▶ _GOAL_:
Pull out each line of the items below that contains the word "Provide". Letter case matters.

▶ _DATASET RECORDS_:

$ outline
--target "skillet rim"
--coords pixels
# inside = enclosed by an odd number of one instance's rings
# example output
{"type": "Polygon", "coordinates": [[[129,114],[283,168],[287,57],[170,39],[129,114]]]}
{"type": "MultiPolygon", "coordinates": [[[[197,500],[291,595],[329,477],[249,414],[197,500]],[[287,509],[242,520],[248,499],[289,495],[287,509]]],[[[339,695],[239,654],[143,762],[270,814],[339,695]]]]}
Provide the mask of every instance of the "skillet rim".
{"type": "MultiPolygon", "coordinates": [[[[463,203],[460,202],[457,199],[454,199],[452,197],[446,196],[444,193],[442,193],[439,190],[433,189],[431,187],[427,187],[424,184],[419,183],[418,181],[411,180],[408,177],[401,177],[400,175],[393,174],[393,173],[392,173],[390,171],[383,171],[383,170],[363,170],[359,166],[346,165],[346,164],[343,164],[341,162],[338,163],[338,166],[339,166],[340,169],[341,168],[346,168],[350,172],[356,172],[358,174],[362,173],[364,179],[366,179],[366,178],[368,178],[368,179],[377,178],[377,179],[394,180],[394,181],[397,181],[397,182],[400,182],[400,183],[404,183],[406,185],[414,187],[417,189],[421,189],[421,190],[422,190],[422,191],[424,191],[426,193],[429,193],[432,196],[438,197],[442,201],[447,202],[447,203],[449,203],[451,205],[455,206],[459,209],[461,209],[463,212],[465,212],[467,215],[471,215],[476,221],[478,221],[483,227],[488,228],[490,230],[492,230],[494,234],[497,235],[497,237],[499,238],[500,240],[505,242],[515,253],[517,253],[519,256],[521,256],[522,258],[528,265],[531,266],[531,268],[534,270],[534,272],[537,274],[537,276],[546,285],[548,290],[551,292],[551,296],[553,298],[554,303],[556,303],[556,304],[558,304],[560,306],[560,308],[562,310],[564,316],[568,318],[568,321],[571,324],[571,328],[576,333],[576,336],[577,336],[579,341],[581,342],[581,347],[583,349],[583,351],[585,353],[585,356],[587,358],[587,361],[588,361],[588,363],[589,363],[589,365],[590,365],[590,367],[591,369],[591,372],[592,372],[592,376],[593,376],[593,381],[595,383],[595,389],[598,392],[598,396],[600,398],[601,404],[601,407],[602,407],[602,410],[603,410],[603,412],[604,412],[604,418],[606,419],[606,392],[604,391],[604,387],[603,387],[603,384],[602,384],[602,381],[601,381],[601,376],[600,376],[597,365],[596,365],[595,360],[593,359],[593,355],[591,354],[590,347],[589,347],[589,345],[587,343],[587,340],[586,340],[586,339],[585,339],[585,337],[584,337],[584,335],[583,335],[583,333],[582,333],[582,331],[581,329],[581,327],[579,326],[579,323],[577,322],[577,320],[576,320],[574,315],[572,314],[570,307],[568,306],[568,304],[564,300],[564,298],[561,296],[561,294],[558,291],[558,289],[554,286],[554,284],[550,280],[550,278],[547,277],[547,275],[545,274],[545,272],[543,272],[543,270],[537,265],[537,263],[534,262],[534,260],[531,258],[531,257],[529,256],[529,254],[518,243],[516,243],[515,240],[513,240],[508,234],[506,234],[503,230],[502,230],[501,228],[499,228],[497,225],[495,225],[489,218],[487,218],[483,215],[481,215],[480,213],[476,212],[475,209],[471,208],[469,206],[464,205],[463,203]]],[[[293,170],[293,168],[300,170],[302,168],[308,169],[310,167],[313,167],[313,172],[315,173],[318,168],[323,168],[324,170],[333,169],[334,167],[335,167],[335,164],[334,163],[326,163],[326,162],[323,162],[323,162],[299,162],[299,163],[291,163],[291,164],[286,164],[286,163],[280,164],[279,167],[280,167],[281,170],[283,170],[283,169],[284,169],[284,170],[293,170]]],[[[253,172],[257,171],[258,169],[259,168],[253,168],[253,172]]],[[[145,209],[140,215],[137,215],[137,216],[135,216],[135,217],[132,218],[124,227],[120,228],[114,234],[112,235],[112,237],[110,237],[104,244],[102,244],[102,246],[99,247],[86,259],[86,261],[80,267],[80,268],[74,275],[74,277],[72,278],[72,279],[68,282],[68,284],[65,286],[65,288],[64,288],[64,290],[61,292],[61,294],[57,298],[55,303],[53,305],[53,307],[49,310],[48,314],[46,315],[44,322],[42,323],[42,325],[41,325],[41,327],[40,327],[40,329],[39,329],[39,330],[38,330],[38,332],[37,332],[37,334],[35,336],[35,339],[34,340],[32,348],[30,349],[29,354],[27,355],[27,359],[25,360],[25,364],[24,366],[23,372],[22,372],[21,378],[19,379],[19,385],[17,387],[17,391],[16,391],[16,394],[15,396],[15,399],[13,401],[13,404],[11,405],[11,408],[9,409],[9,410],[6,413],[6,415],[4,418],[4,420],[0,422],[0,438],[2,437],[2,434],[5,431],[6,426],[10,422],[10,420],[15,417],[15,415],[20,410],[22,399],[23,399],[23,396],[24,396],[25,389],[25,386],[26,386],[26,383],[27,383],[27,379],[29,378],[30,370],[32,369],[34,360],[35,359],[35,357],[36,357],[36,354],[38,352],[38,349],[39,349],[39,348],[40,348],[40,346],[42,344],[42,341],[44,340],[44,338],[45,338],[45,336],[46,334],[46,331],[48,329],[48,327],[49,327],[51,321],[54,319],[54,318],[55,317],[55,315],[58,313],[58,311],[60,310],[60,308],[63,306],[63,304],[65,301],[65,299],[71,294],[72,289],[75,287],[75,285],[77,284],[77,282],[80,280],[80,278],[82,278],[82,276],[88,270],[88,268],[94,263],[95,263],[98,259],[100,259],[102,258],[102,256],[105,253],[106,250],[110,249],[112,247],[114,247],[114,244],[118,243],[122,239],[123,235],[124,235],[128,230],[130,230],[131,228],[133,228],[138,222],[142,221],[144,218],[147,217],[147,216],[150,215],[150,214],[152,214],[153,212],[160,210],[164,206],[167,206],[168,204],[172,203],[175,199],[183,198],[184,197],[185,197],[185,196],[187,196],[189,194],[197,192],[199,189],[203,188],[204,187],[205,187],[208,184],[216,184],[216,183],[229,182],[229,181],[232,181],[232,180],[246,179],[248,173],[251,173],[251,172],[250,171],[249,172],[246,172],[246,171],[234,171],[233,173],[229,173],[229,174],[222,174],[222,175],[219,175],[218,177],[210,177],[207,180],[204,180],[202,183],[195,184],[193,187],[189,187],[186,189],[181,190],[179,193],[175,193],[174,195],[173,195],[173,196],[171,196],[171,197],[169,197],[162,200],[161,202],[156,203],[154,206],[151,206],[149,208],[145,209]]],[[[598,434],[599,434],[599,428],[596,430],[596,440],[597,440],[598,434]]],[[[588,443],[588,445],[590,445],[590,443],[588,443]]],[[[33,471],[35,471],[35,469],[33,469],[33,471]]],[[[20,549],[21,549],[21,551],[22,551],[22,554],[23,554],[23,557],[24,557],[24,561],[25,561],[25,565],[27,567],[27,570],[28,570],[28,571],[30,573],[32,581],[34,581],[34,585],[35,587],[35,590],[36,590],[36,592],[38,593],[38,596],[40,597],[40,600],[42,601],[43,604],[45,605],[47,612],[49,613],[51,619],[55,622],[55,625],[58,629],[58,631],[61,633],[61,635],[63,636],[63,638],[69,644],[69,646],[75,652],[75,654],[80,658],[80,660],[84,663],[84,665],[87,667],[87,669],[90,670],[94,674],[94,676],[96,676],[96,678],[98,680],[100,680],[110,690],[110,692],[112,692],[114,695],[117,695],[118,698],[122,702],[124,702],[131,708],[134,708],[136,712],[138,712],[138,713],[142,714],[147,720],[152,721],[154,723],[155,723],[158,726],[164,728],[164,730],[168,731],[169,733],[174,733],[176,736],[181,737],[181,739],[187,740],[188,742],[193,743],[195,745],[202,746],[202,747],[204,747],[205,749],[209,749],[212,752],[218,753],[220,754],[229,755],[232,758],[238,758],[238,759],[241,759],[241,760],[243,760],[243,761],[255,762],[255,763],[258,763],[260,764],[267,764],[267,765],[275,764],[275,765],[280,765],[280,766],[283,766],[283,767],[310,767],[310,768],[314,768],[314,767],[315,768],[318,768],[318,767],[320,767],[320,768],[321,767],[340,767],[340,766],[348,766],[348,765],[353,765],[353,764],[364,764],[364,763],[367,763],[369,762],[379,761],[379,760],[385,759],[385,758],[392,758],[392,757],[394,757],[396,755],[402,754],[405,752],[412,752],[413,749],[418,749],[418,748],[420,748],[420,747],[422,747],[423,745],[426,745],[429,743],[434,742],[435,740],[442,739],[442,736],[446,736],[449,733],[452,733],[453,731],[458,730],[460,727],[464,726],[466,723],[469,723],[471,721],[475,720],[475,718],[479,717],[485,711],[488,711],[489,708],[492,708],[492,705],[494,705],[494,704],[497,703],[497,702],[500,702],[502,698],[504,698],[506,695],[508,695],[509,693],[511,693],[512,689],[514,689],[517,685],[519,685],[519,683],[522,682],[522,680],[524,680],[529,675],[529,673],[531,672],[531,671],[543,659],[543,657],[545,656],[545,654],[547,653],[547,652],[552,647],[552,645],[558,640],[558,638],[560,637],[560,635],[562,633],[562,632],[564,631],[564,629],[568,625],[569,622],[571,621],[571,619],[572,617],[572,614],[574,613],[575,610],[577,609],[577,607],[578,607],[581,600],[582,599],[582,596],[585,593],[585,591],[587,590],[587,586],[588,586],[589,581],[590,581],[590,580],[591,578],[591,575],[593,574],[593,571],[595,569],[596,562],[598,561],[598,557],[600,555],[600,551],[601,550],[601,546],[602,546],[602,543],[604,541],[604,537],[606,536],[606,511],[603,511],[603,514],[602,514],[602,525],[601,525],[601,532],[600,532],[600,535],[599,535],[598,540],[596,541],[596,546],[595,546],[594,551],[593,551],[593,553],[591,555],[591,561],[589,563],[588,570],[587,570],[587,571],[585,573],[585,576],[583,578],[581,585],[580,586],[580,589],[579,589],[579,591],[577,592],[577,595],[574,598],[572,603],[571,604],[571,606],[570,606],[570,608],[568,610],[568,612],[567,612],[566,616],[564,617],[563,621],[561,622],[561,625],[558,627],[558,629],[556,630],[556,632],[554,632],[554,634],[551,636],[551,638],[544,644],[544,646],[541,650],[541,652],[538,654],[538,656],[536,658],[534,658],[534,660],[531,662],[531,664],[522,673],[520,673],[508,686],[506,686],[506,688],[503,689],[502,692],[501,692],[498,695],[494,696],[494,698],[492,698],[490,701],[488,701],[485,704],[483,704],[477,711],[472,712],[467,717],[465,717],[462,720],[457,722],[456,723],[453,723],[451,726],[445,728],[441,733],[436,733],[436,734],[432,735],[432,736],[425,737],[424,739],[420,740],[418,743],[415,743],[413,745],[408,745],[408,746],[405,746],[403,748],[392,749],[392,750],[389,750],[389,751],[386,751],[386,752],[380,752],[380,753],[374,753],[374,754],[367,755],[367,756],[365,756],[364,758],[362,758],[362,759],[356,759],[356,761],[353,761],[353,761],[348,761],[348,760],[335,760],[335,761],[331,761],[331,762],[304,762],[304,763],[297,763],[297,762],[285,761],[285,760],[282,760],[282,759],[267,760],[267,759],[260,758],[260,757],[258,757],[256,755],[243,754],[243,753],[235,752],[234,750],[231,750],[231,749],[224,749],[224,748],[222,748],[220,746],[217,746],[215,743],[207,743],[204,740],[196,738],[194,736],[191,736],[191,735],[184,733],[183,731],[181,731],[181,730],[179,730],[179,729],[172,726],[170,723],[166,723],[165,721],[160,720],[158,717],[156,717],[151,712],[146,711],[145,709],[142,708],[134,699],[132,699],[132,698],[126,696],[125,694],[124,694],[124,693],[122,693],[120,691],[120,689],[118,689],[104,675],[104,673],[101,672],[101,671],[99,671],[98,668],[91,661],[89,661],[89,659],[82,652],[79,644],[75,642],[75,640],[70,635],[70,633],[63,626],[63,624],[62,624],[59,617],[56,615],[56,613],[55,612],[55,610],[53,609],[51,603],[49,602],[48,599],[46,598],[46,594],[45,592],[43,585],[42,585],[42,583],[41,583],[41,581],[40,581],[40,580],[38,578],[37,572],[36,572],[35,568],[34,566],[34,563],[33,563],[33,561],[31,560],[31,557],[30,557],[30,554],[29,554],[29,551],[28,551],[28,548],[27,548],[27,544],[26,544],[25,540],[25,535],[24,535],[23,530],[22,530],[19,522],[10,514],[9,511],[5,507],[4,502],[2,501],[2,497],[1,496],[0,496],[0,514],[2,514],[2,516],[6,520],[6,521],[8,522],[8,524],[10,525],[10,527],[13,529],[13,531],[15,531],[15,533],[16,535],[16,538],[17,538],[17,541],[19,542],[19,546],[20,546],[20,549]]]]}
==
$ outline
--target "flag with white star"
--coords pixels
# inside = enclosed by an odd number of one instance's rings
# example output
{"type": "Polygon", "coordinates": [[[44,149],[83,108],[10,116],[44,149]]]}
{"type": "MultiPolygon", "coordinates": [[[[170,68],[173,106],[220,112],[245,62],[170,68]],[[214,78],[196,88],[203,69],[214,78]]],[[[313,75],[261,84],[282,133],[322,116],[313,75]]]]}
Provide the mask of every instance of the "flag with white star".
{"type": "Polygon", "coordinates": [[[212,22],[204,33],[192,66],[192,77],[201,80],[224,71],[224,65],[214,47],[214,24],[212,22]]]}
...
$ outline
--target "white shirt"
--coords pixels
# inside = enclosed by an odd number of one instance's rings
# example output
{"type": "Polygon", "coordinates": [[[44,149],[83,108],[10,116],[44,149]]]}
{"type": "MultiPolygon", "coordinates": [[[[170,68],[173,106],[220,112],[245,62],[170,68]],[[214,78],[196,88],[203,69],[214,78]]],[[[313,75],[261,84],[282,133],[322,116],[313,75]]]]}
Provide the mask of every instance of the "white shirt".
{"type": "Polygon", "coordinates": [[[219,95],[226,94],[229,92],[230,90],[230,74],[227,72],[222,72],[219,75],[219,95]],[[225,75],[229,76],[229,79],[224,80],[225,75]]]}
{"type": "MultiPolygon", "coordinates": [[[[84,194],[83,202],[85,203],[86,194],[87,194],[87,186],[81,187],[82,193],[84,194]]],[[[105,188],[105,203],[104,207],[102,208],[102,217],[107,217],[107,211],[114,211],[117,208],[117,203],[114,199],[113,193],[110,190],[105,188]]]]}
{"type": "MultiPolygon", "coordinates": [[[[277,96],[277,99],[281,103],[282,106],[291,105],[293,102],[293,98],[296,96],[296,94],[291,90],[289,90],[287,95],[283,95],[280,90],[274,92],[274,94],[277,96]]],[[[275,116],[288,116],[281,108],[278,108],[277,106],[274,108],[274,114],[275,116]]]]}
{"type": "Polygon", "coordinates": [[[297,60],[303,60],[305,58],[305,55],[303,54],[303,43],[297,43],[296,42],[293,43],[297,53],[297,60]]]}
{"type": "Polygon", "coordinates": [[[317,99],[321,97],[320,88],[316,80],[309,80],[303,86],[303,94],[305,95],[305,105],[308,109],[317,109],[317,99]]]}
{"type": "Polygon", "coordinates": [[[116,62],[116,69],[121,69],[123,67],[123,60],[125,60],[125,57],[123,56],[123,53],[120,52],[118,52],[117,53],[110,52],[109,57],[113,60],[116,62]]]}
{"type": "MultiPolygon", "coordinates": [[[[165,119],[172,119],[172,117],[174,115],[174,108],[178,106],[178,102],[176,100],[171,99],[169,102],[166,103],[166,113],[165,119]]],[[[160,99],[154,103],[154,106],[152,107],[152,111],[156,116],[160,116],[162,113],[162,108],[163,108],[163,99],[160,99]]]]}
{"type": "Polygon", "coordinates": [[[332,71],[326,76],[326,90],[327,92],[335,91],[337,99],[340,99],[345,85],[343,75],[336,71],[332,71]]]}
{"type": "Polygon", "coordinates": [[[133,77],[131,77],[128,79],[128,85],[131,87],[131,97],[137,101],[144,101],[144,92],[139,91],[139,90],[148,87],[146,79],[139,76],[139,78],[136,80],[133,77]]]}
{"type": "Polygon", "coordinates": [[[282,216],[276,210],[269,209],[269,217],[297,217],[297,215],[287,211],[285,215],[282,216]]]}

▶ _RESPONSE_:
Provide the mask of every instance of the "skillet rim".
Provide the mask of every instance of the "flag with white star".
Provide the mask of every instance of the "white shirt".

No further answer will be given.